#### Records supplied:
=-=-=
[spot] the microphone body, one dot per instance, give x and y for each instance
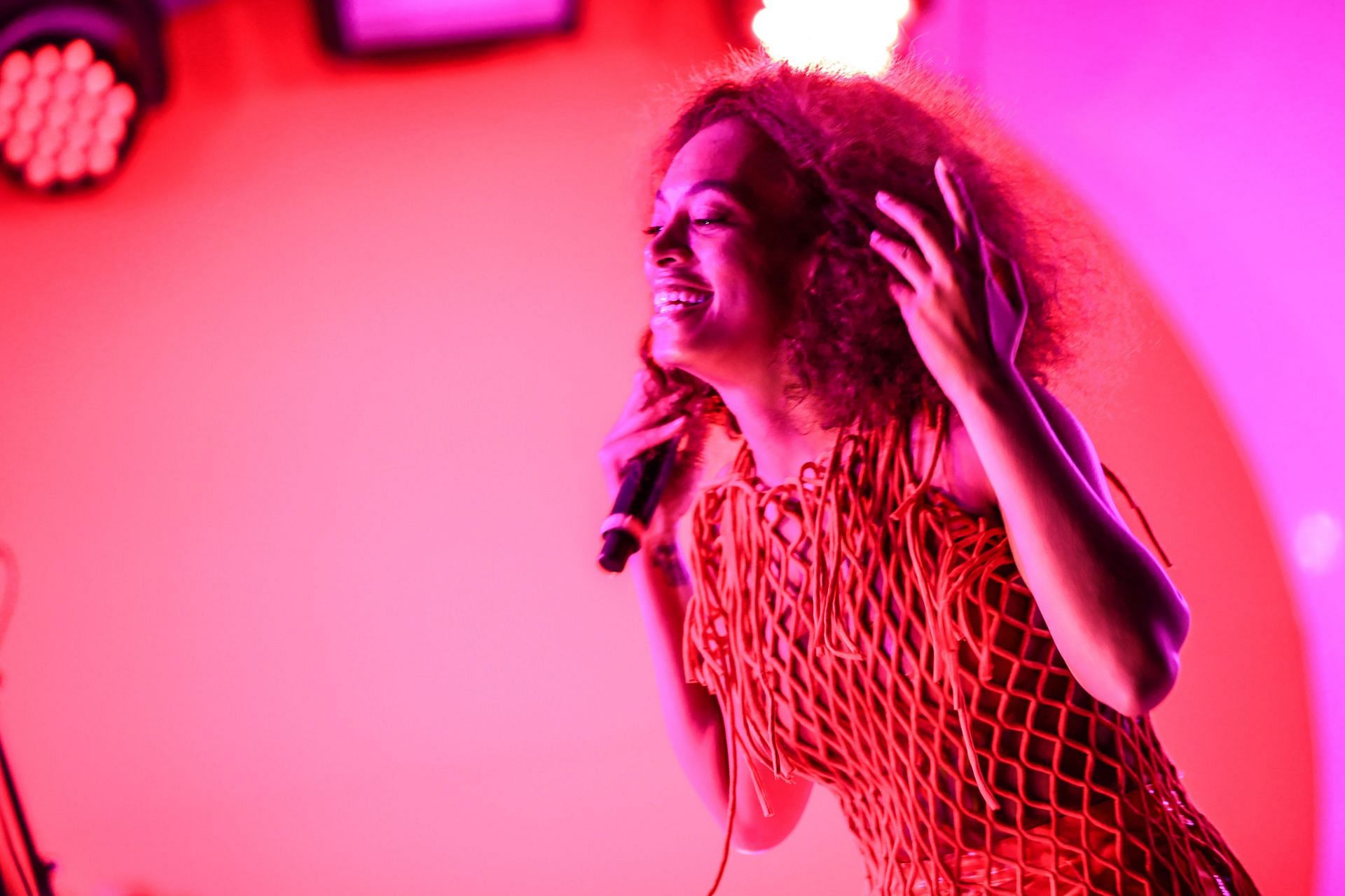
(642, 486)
=-=-=
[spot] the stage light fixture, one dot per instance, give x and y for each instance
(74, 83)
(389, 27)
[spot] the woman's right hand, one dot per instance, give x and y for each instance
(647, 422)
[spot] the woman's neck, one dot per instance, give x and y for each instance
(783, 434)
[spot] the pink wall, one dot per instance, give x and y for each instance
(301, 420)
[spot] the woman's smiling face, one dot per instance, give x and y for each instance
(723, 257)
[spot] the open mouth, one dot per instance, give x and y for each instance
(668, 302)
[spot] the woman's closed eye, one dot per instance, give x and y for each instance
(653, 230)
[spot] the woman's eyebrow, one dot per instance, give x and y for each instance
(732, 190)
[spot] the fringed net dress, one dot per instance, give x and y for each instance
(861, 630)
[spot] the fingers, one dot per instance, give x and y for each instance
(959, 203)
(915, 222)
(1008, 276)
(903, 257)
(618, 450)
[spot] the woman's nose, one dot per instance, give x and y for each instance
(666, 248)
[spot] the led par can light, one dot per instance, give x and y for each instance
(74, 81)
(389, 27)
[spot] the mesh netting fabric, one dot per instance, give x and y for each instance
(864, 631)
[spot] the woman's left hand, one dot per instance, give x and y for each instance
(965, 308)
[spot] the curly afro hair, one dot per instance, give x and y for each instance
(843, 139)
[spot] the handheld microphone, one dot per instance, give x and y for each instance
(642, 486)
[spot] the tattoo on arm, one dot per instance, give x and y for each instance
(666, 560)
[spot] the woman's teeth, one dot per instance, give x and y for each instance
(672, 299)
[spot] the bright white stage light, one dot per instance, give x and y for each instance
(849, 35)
=-=-=
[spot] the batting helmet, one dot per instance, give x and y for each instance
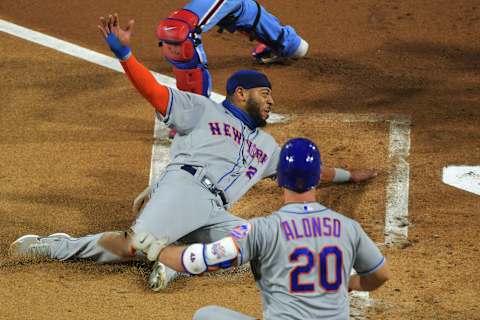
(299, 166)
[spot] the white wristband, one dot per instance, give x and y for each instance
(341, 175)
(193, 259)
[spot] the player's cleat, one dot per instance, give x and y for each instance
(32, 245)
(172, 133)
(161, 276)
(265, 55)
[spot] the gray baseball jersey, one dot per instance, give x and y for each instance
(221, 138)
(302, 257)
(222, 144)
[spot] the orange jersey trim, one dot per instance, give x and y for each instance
=-=-=
#### Given instruction:
Locate each line in the records above that contains the word "white" and copy those lines out, treating uppercase and lowercase letters as different.

#### Response to this exercise:
[spot] the bright white stage light, one dot per instance, give x and y for each instance
[spot] the white wristband, one dot per instance, give x and y for each instance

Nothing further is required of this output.